# Provided passage:

The one about science
- Molly Raymond
- Oct 1, 2020
- 4 min read
Updated: Apr 8, 2021

I had never met someone and fallen under their spell so quick. I like to imagine that he’d say the same about me, that the chemistry was instant. Like an afternoon storm in the heat of the summer, it came on quick and powerful and left nobody untouched. And no, it was not all just romantic – it was a deep, raw, intense, hopeful type chemistry that had me drunk messaging friends back home about the new boy “they just need to meet”. It was an exciting and challenging new friendship, never-ending whit on his end and some sassiness from mine; together we were this combination of stubborn and kindness. A chemistry so all-encompassing that it had me planning the rest of my life with this new human by my side. It didn’t matter if he was by my side as my partner or as my best friend or even as that guy from that time, all that mattered, and still matters, is that he’s there.
We were in the perfect position for that chemical brain reaction to happen. We had just moved across the ocean (for me) and across the world (for him) to this new city we briefly called home. We arrived with no friends, and no family. We were literally two beakers of bubbling reactive liquids ready to be poured into one another to create a really cool explosion that would have even the most boring of grade 10 science teachers standing proud and tall, their students in awe of their science-y talents.
We went everywhere together for the entirety of those six months. From coffee shops (both types) to rivers to lakes to very underwhelming museum trips to hostels to parks to the overwhelming beauty of hikes I didn’t want to be dragged on. We did it all and we fought. It was the good kind of fighting – for the most part – and had those around us rolling their eyes but listening intently to the absolute bullshit that we would spew back and forth for hours at a time. A never-ending stream of charged lava constantly spilling out of our mouths - sometimes it would slowly creep out and other times it was an eruption so strong we’d temporarily bury ourselves. We listened to so much good music. He showed me who he was, his chemical makeup, and in return I showed him mine.

# Material provided:
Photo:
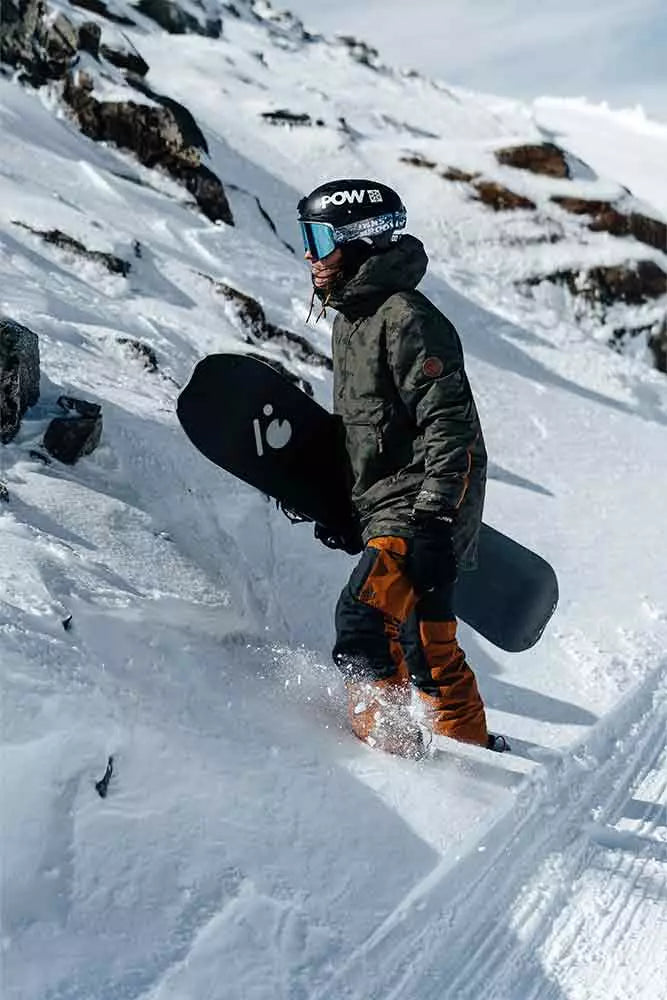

# Given problem 1:
Answer these questions using the essay about science.
(a) For how long did the two go everywhere together?
(b) The narrator moved across the ocean. Across what did the other person move?
(c) On what date was the essay updated?
# Given problem 2:
Reproduce word for word the stretch of the essay about science from "We went everywhere" through "showed him mine.".

# Exercise output 1:
(a) For the entirety of those six months.
(b) Across the world.
(c) Apr 8, 2021.

# Exercise output 2:
We went everywhere together for the entirety of those six months. From coffee shops (both types) to rivers to lakes to very underwhelming museum trips to hostels to parks to the overwhelming beauty of hikes I didn’t want to be dragged on. We did it all and we fought. It was the good kind of fighting – for the most part – and had those around us rolling their eyes but listening intently to the absolute bullshit that we would spew back and forth for hours at a time. A never-ending stream of charged lava constantly spilling out of our mouths - sometimes it would slowly creep out and other times it was an eruption so strong we’d temporarily bury ourselves. We listened to so much good music. He showed me who he was, his chemical makeup, and in return I showed him mine.